> **Aufgaben**
(1) Bitte schreibe aus dem Forenthread zur Subdomain-Zuweisung den Abschnitt zwischen "Benutze ja isp" und "neue Website an." einschließlich dieser Wörter wortgetreu ab.
(2) Was soll man laut Till im Forenthread zur Subdomain-Zuweisung tun, wenn eine Subdomain einem anderen Benutzer gehören soll?
(3) Führe den Forenthread zur Subdomain-Zuweisung mit dem nächsten Beitrag weiter.

> **Seitenauszug**
════════════════
# subdomain zuweisen



## mrairbrush (20. Mai 2009)

Benutze ja isp 3
Wie kann ich eine Subdomain einem Benutzer zuweisen (oder andersrum) und dafür ein Verzeichnis zuweisen? Geht das überhaupt mit ispconfig?
zum Bleistift
User1 ->  softdomain.de  ->Verzeichnis1
User2 -> 1.softdomain.de ->Verzeichnis2


----------



## Till (20. Mai 2009)

Wenn eine subdomain einem anderen Benutzer gehören soll dann legt man sie ganz einfach als neue Website an.


----------



## mrairbrush (20. Mai 2009)

erhalte in ispconfig Fehlermeldung das die Domain eindeutig sein muss.


----------



## Till (21. Mai 2009)

Schon klar, Du kannst sie ja auch nicht zweimal anlegen. Woher sollte der apache denn sonst auch wissen welche er nehmen soll? Du musst erst die subdomain löschen und sie dann als web neu anlegen.


----------



## mrairbrush (21. Mai 2009)
════════════════
> **Bereitgestellte Daten**
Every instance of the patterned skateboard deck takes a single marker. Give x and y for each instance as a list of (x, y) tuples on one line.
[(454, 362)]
════════════════
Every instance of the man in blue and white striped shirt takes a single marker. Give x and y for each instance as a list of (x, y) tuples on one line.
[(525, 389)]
════════════════
> **Antworten**
(1)
Benutze ja isp 3
Wie kann ich eine Subdomain einem Benutzer zuweisen (oder andersrum) und dafür ein Verzeichnis zuweisen? Geht das überhaupt mit ispconfig?
zum Bleistift
User1 ->  softdomain.de  ->Verzeichnis1
User2 -> 1.softdomain.de ->Verzeichnis2


----------



## Till (20. Mai 2009)

Wenn eine subdomain einem anderen Benutzer gehören soll dann legt man sie ganz einfach als neue Website an.

(2) Man legt sie einfach als neue Website an.

(3)
hab es über subdomain geschafft aber da ging das www davor nicht, also gelöscht wie Du sagt und als domain angelegt. Geht auch. 
Danke für den Tipp. Jetzt habe ich noch das htaccess Problem und das ich webmail noch in einen vernünftigen pfad setze. Am besten das es hinter jeder domain erreichbar ist  und mydns noch zum laufen bringen (wofür auch immer das gut ist?)
Ansonsten finde ich ispconf sehr gut. Vom wem ist das? Von euch? Gibts da ein paypalspendenkonto? Wenn mein Web und Webshop wieder läuft würde ich gerne mal was spenden.


----------



## planet_fox (22. Mai 2009)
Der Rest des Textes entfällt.